• _GIVEN REQUEST_
Copy out every line of the listing below verbatim.

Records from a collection
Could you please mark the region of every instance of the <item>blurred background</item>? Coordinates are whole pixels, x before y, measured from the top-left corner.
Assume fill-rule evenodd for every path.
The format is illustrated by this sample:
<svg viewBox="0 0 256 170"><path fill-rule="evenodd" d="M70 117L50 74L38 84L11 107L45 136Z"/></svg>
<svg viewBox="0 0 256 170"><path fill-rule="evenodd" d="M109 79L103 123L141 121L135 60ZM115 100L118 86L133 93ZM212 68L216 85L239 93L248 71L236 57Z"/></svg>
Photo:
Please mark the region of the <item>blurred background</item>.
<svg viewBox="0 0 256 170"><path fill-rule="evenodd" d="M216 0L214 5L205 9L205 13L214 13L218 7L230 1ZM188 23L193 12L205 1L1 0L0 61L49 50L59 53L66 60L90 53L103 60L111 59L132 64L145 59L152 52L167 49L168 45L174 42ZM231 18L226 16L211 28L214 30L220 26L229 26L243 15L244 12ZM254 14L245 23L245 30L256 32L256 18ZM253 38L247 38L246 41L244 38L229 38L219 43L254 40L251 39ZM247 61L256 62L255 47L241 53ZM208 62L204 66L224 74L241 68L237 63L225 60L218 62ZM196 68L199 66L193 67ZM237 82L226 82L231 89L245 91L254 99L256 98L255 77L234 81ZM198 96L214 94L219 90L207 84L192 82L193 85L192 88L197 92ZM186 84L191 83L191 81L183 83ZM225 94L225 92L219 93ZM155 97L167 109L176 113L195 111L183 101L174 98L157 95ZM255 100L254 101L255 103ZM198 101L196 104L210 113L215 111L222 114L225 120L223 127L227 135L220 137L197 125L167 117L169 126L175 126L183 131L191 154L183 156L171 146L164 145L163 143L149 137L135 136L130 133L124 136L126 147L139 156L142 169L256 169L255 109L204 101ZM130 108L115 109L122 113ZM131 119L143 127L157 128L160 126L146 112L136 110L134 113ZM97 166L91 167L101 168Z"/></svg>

• _ANSWER TO THIS TASK_
Could you please mark the region of every instance of the <item>blurred background</item>? Coordinates are whole pixels, x before y, measured from the top-left corner.
Assume fill-rule evenodd for every path.
The format is illustrated by this sample:
<svg viewBox="0 0 256 170"><path fill-rule="evenodd" d="M70 117L50 74L38 84L11 107L45 136Z"/></svg>
<svg viewBox="0 0 256 170"><path fill-rule="evenodd" d="M109 79L103 123L141 121L135 60ZM115 100L118 86L133 93ZM212 68L216 85L239 93L248 71L236 57Z"/></svg>
Photo:
Please mark the region of the <item>blurred background</item>.
<svg viewBox="0 0 256 170"><path fill-rule="evenodd" d="M216 0L214 5L205 9L205 13L214 13L218 7L230 1ZM188 23L193 12L205 1L1 0L0 61L49 50L59 53L66 60L90 53L103 60L111 59L132 64L145 59L152 52L167 49L168 45L174 42ZM231 18L226 16L211 28L214 30L220 26L229 26L243 15L244 12ZM254 14L245 23L245 30L256 32L256 18ZM253 38L247 38L246 41L244 38L229 38L219 43L254 40L251 39ZM247 61L256 62L255 47L241 53ZM208 62L204 66L224 74L241 68L237 63L225 60L218 62ZM196 68L199 66L193 67ZM237 82L226 82L231 89L245 91L254 99L256 98L255 77L234 81ZM198 96L214 94L219 90L207 84L192 82L193 85L192 88L197 92ZM186 84L191 83L191 81L183 83ZM225 94L225 92L219 93ZM155 97L167 109L176 113L195 111L183 101L174 98L157 95ZM255 100L254 101L255 103ZM198 101L196 104L210 113L215 111L222 114L225 120L223 127L227 135L220 137L197 125L167 117L169 126L175 126L183 131L191 154L183 156L171 146L164 145L163 143L149 137L135 136L130 133L124 136L126 147L139 156L142 169L256 169L255 109L204 101ZM130 108L115 109L122 113ZM131 119L143 127L157 128L160 126L146 112L136 110L134 113ZM97 166L91 167L101 168Z"/></svg>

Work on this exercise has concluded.